■ Text shown:
[start]
No problem--I'll post results by Monday morning. I'm going to target walleye and crappie during early morning and later at night, due to probable heavy boating traffic during the day. I've got the Fishing Hot Spots map for Gun Lake, but would like to see any current fishing reports, if anybody has been there lately. Hey bowhunter1, do you fish around Grand Ledge? I normally go to the Detroit River for walleye, but would like to find some good local spots, so I can squeeze in some more fishing time. Thanks


----------



## bowhunter1 (May 12, 2003)

Usually fish in UP and at Sessions lake in Ionia for walleye. I'm going to Gun Lake with Catch&release. We'll be leaving Monday (19th) so I hope that we can catch your post about the weekend before we go.

Have been thinking about trying the Grand around the GL area for Walleye. Have you ever fished the Grand for them?

Have you been having much luck on the Detroit River this spring?


----------



## flyingfish (Mar 29, 2002)

I'll try to post by Sunday night if I can. I haven't tried the Grand River yet, but I've read posts on this site from people catching walleye around the dam in Lansing from Moores River Park area, and also on the Grand between Portland and Ionia. I've only gotten down to the Detroit River twice this spring, both on Sundays. Didn't have very good luck with the mob scene around there--I gotta start taking some days off during the week! I've been meaning to try Sessions and Morrison lakes, too. Hopefully, now that the days are starting to get a little longer.


----------



## davev (Apr 16, 2003)

I spent a few hours on Gun Lake yesterday. I'm relatively new to fishing, so I'm not sure if I will be much help. Water temp was 58 degrees. We jigged and lindy rigged on some humps in the S.E. part of the lake. Caught a northern (23") two rock bass and a large bluegill. People were fishing the shallows nearby for bluegills although I'm not sure if they were on the beds yet. Also noticed a few people "prefishing" the bass opener. We didn't have any "shallow water" problem. I'm not sure where walleyes are supposed to be this time of year, but they weren't on those humps or shallows. Bait shop said that walleyes were not being caught with any frequency. Not sure what that means. Hope this helps.
Any info would be appreciated, since I am constantly learning new things on this site


----------



## bowhunter1 (May 12, 2003)

Thanks for the info Davev. It is much appreciated. Good to know the water temp. You fished much the way I would expect to fish this time of year. I guess the biggest problem with catching walleyes is finding them. I'll give a post when I return on the 23rd.
[end]
■ Record extracts:
[start]
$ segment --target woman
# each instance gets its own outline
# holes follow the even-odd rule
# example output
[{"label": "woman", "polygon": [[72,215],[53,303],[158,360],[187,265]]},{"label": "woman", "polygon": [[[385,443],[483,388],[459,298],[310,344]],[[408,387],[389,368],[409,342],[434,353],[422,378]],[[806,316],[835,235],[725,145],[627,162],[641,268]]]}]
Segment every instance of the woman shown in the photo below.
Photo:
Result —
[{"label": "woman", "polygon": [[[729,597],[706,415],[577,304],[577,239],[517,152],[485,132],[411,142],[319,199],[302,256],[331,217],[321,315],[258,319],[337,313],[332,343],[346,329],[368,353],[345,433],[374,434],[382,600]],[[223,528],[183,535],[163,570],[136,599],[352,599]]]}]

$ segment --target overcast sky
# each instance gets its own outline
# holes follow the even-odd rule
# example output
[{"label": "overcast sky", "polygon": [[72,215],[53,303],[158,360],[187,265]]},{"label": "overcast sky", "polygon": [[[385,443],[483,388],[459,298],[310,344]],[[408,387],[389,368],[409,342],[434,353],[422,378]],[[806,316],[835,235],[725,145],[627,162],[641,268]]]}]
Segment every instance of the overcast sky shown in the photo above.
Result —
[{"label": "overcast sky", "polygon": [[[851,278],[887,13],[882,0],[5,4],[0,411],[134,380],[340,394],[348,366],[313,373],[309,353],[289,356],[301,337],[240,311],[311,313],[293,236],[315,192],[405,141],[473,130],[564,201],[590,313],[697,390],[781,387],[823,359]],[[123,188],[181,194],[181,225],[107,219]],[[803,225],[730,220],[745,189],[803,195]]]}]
[end]
Extract the passage of the fishing thread above word for word, starting with "No problem--I'll post" and going on through "before we go.".

No problem--I'll post results by Monday morning. I'm going to target walleye and crappie during early morning and later at night, due to probable heavy boating traffic during the day. I've got the Fishing Hot Spots map for Gun Lake, but would like to see any current fishing reports, if anybody has been there lately. Hey bowhunter1, do you fish around Grand Ledge? I normally go to the Detroit River for walleye, but would like to find some good local spots, so I can squeeze in some more fishing time. Thanks


----------



## bowhunter1 (May 12, 2003)

Usually fish in UP and at Sessions lake in Ionia for walleye. I'm going to Gun Lake with Catch&release. We'll be leaving Monday (19th) so I hope that we can catch your post about the weekend before we go.